> **REQUIREMENT**
Reproduce only the lines from the one containing "Greenhouse-scouting task: tag the reddish" through the one containing "point(216, 227)", both ends included. Keep the requests word for word, and adjust every point coordinate in the answers by adding -33.

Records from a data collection

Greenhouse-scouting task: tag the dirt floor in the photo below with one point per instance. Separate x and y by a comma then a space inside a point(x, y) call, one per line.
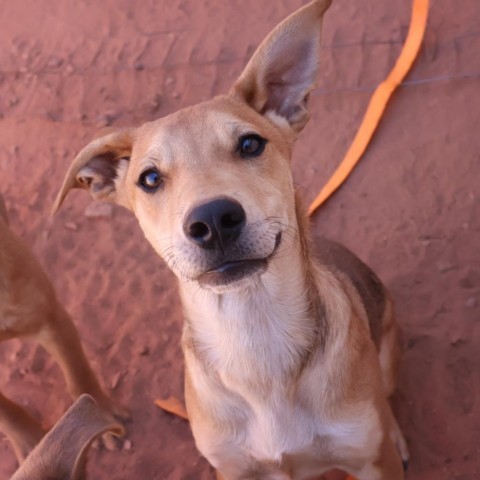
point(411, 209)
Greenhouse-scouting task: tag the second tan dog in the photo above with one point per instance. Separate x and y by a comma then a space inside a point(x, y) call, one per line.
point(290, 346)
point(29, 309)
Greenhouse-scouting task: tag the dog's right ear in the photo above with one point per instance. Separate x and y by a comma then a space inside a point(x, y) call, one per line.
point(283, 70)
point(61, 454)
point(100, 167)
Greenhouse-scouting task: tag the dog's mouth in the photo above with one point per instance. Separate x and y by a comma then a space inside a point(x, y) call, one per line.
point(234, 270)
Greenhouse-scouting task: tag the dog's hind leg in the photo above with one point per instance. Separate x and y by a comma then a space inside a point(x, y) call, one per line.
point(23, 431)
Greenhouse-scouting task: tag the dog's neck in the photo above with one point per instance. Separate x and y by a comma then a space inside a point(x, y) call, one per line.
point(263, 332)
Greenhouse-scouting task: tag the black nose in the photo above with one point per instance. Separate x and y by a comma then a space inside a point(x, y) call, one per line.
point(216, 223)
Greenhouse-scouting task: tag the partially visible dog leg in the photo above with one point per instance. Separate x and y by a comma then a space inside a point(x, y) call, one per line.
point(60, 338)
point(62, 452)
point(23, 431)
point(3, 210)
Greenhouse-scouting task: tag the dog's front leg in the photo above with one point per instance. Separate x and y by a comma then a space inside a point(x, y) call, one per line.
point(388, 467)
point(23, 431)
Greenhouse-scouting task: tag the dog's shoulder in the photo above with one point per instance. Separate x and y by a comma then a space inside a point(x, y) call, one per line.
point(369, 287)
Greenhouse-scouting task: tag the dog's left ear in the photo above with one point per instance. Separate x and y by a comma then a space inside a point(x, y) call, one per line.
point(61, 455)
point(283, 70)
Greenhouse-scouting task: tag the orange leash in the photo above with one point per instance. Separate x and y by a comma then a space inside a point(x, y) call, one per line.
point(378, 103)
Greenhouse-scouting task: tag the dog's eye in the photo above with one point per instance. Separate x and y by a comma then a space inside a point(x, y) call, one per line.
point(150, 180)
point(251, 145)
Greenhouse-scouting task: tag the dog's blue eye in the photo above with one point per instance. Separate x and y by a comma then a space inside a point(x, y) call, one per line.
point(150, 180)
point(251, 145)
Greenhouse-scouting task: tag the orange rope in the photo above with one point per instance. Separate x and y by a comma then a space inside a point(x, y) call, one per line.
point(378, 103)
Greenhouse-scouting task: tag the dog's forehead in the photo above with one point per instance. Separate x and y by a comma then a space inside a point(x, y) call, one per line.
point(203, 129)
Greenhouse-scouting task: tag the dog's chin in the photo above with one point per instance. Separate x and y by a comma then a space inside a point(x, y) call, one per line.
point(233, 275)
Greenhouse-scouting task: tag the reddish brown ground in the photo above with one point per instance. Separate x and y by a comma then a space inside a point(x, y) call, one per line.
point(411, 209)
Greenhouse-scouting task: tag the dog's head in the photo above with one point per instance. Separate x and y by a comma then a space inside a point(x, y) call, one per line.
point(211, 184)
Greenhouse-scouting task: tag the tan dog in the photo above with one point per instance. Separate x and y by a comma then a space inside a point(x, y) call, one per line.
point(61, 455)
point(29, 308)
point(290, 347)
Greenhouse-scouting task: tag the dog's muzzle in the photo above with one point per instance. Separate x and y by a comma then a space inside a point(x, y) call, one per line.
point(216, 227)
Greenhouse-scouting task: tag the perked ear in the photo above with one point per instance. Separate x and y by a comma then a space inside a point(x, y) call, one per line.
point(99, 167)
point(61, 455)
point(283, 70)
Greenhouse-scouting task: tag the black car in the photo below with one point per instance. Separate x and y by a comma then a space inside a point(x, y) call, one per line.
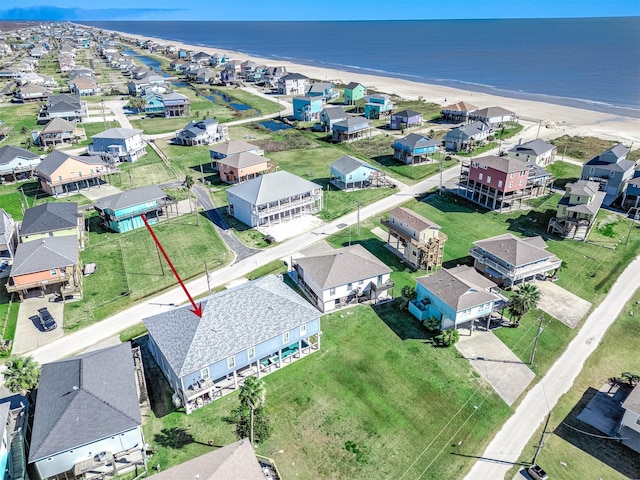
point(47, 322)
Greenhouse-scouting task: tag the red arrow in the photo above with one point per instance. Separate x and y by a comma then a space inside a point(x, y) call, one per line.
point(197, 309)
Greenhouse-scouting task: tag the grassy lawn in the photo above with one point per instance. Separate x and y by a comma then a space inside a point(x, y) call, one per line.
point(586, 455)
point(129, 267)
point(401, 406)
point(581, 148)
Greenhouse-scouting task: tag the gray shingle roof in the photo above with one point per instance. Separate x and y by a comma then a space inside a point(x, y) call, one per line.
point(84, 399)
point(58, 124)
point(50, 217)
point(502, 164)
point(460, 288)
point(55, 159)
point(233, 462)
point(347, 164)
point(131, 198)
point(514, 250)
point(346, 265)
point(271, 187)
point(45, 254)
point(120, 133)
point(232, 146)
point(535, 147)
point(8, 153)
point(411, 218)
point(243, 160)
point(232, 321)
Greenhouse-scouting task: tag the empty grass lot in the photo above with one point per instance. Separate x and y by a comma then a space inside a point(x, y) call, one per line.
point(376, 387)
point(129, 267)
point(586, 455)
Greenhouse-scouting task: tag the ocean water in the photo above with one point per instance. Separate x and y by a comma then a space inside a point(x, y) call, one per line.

> **RESULT BELOW**
Greenhouse-scouting task: tag the reddish brown ground in the photo above with one point per instance. Separate x and y by a comma then a space inside a point(x, y) call, one per line.
point(378, 176)
Greenhouse-scouting task: tag the dog's head in the photo above with one point per instance. Separate x and y by a comma then a space inside a point(x, y) call, one per line.
point(178, 151)
Greenhouse-scouting task: tag the tan dog in the photo above with one point per instance. Separate x and y by a comma then a space inside a point(x, y) call, one per line.
point(28, 422)
point(-4, 275)
point(257, 314)
Greenhouse-scouting task: tag the dog's muzzle in the photo above with one point per instance. Separate x and y by a comma then a space inside a point(x, y) call, one per line.
point(183, 194)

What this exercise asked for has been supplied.